* **Input for this task**
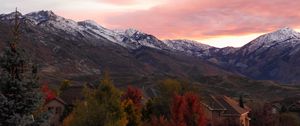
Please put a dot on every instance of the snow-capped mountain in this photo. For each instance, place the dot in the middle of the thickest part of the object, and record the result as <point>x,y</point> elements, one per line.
<point>285,37</point>
<point>129,38</point>
<point>273,56</point>
<point>190,47</point>
<point>65,49</point>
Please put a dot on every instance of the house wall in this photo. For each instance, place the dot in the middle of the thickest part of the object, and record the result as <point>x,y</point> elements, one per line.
<point>213,117</point>
<point>57,109</point>
<point>216,118</point>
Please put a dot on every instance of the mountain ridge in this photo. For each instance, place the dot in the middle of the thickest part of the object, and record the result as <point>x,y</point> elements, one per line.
<point>280,47</point>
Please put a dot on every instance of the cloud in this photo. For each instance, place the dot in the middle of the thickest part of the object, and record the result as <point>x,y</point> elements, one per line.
<point>204,19</point>
<point>119,2</point>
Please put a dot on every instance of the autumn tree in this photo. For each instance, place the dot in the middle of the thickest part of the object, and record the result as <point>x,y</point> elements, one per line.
<point>269,118</point>
<point>20,94</point>
<point>132,103</point>
<point>186,110</point>
<point>48,93</point>
<point>158,121</point>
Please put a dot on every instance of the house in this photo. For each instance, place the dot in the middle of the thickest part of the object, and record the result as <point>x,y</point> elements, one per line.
<point>291,104</point>
<point>57,106</point>
<point>225,111</point>
<point>72,94</point>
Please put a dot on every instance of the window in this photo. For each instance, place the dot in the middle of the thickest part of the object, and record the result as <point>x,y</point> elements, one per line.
<point>58,110</point>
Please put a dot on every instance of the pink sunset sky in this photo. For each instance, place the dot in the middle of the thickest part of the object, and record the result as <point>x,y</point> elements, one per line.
<point>215,22</point>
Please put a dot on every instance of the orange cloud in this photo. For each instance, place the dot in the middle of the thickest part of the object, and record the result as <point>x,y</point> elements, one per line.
<point>211,18</point>
<point>119,2</point>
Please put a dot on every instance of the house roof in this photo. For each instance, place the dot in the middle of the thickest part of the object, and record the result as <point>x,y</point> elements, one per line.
<point>57,99</point>
<point>72,94</point>
<point>226,104</point>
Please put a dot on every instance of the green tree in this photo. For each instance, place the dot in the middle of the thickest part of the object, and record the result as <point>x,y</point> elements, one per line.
<point>101,107</point>
<point>20,95</point>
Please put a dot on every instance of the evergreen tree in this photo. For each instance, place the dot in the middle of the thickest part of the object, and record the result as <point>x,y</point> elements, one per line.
<point>241,101</point>
<point>20,95</point>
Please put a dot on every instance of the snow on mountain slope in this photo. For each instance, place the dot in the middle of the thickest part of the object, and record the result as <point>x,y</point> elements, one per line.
<point>129,38</point>
<point>284,37</point>
<point>189,47</point>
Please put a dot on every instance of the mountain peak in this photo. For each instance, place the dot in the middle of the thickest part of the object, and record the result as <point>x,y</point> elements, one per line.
<point>286,31</point>
<point>41,16</point>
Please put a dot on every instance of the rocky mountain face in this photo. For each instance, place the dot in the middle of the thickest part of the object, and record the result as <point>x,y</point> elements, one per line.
<point>80,51</point>
<point>273,56</point>
<point>64,46</point>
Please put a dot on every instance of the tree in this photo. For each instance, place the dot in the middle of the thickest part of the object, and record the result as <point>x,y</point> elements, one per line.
<point>269,118</point>
<point>241,101</point>
<point>101,107</point>
<point>133,113</point>
<point>20,94</point>
<point>132,102</point>
<point>158,121</point>
<point>48,93</point>
<point>134,94</point>
<point>64,85</point>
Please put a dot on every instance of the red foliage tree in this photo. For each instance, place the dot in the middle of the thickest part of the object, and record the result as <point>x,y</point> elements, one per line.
<point>134,94</point>
<point>161,121</point>
<point>187,110</point>
<point>48,93</point>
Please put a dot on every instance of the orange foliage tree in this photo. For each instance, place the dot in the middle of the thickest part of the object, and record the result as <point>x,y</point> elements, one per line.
<point>132,103</point>
<point>186,110</point>
<point>48,93</point>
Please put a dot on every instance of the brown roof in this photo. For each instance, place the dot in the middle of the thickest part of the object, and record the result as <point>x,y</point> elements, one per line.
<point>57,99</point>
<point>226,104</point>
<point>72,94</point>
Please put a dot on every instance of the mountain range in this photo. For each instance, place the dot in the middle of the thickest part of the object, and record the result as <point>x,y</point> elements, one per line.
<point>80,51</point>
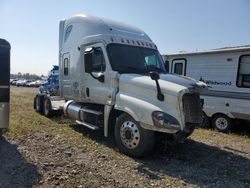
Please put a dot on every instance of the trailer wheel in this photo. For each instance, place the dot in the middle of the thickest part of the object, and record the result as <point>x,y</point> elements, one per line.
<point>47,107</point>
<point>131,138</point>
<point>222,123</point>
<point>38,103</point>
<point>205,121</point>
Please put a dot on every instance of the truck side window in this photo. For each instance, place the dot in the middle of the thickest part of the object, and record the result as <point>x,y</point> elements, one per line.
<point>243,79</point>
<point>178,68</point>
<point>66,66</point>
<point>67,32</point>
<point>167,66</point>
<point>97,60</point>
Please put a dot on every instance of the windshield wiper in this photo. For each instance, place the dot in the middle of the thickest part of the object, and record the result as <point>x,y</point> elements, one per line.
<point>130,69</point>
<point>154,68</point>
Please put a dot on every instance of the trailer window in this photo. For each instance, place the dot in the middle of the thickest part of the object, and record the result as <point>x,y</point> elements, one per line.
<point>243,79</point>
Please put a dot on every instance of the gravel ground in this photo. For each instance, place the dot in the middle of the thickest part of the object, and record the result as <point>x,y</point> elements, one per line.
<point>47,159</point>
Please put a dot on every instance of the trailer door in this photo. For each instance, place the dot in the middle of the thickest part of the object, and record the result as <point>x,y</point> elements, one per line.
<point>179,66</point>
<point>4,83</point>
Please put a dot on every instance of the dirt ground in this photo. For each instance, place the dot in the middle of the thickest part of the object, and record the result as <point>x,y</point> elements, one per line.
<point>57,153</point>
<point>20,89</point>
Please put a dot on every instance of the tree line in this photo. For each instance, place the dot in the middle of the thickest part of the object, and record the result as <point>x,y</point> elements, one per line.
<point>26,76</point>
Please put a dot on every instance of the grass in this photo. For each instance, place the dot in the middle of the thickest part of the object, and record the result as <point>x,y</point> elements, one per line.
<point>205,144</point>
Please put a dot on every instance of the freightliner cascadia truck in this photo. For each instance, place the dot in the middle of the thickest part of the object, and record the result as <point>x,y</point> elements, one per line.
<point>112,77</point>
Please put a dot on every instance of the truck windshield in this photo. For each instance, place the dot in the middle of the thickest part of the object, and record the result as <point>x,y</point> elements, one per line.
<point>133,59</point>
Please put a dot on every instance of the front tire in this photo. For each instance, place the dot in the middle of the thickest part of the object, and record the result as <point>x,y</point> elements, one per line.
<point>222,123</point>
<point>47,107</point>
<point>131,138</point>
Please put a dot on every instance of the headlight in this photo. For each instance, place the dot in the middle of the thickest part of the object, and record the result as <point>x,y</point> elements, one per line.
<point>164,120</point>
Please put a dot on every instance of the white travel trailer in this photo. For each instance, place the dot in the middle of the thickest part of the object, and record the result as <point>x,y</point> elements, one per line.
<point>113,77</point>
<point>227,74</point>
<point>4,85</point>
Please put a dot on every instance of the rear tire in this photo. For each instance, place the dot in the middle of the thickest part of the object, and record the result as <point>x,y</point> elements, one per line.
<point>222,123</point>
<point>47,107</point>
<point>205,121</point>
<point>131,138</point>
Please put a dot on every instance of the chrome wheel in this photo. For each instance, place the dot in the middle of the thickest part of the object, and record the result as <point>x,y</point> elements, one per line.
<point>130,135</point>
<point>221,123</point>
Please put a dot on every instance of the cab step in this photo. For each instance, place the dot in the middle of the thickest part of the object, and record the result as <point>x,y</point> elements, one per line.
<point>91,111</point>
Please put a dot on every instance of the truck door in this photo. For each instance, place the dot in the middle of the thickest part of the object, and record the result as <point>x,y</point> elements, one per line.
<point>97,84</point>
<point>179,66</point>
<point>4,83</point>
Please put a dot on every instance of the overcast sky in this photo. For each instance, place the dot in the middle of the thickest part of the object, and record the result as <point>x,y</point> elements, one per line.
<point>31,26</point>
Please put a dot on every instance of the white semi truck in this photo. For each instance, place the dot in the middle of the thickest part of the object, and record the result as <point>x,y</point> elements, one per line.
<point>113,77</point>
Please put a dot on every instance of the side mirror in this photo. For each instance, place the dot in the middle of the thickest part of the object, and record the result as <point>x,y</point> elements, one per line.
<point>88,62</point>
<point>167,66</point>
<point>154,76</point>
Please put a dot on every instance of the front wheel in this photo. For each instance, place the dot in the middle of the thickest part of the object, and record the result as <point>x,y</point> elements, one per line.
<point>222,123</point>
<point>131,138</point>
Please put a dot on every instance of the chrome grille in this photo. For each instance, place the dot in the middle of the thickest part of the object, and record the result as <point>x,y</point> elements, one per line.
<point>192,108</point>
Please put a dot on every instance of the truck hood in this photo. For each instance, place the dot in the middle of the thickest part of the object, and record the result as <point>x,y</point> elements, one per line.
<point>169,83</point>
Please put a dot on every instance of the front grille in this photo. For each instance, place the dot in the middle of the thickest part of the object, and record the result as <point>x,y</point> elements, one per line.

* **Aim of the exercise**
Beginning with the line that contains "Please put a dot on every instance of the truck hood", repeat every line through the end of the records and nothing more.

* **Task output**
Please put a dot on every instance of the truck hood in this photo. For each instance, place the dot in the middle of the thickest part of the object, and record the result as <point>x,y</point> elements, one per line.
<point>169,83</point>
Please put a dot on every instance of the front grille in this photo. For each instance, place the dot in the middle of the thickest part of the object, and record the result as <point>x,y</point> elements, one per line.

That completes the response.